[STUDY MATERIAL]

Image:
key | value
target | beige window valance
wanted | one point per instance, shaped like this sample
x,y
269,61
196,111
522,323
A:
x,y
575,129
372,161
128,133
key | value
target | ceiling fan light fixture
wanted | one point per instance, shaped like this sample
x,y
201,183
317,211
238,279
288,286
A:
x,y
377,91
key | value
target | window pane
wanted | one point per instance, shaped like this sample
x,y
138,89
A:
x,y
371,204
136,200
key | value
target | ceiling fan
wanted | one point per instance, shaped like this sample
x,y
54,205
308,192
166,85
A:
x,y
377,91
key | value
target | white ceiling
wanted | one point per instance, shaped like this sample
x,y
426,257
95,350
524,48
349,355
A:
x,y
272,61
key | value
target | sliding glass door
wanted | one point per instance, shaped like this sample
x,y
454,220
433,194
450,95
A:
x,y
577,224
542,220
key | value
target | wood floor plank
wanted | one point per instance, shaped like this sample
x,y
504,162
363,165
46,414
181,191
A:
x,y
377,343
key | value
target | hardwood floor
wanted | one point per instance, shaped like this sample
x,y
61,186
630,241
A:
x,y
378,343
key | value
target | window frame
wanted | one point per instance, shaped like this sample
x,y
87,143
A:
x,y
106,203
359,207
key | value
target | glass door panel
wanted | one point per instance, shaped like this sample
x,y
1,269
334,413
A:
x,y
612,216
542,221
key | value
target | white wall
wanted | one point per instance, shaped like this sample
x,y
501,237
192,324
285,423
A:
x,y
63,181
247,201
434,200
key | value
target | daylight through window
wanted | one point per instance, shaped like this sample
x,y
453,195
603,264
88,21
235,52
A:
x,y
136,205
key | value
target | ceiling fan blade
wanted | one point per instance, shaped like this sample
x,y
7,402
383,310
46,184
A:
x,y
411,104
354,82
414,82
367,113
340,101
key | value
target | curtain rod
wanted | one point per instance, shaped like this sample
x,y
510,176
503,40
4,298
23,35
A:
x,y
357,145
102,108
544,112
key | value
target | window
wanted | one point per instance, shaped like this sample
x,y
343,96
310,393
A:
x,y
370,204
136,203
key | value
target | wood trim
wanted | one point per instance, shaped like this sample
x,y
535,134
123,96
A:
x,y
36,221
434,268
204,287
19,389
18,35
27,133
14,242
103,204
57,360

[/STUDY MATERIAL]

- EXERCISE DESCRIPTION:
Please restate the data word for word, every record included.

- TASK OUTPUT:
Image:
key | value
target | beige window valance
wanted | one point per instance, shaped like this sample
x,y
269,61
196,111
522,323
A:
x,y
575,129
372,161
128,133
key | value
target | ceiling fan light fixture
wanted | one point per instance, shaped like this sample
x,y
201,183
317,211
238,279
288,286
A:
x,y
377,91
key | value
target | window pane
wanted | one point per instance, shaped like this sample
x,y
138,89
A:
x,y
371,204
136,200
key | value
target | ceiling fan
wanted | one point per instance, shaped like this sample
x,y
54,205
308,192
166,85
A:
x,y
377,91
key | value
target | white ceiling
wanted | one point per instance, shaped like this sample
x,y
426,257
95,350
524,48
349,355
A:
x,y
272,61
key | value
target | sliding glass door
wanted | one point per instance, shaped like this sample
x,y
454,220
433,194
450,95
A:
x,y
577,224
542,220
key | value
target | wood floor plank
wanted | one point per instance, shaped like this sample
x,y
504,162
363,165
46,414
181,191
A:
x,y
377,343
key | value
target | hardwood floor
wanted | one point per instance, shaped like this sample
x,y
61,186
630,241
A:
x,y
378,343
key | value
target | window frame
wanted | one point per instance, shaped like this sample
x,y
87,143
A:
x,y
106,203
359,207
key | value
target | glass door panel
wanted | one point per instance, shaped like this sample
x,y
1,269
334,413
A:
x,y
612,216
542,221
key | value
target | white wall
wanted | one point per instance, shaped like this sample
x,y
501,237
192,324
285,423
A:
x,y
63,181
247,201
434,200
key | value
target | daylight through window
wanted | one point per instance, shaped like this sample
x,y
453,195
603,264
88,21
235,52
A:
x,y
136,205
key | value
target | ceiling fan blade
wanted | one point per instance, shaped like this sample
x,y
7,402
383,310
46,184
A:
x,y
411,104
354,82
414,82
367,113
340,101
key | value
target | curtain rod
wanted | one point per instance, shaped like this sample
x,y
510,176
503,40
4,298
23,35
A:
x,y
357,145
102,108
544,112
key | value
target | window
wanted | one point per instance, shaped like this sample
x,y
343,96
310,393
A:
x,y
370,204
136,203
key | value
target | wood trim
wanted | one point per instance, shaped like this sample
x,y
535,134
123,96
A:
x,y
36,221
434,268
204,287
19,389
18,35
27,133
14,242
103,204
57,360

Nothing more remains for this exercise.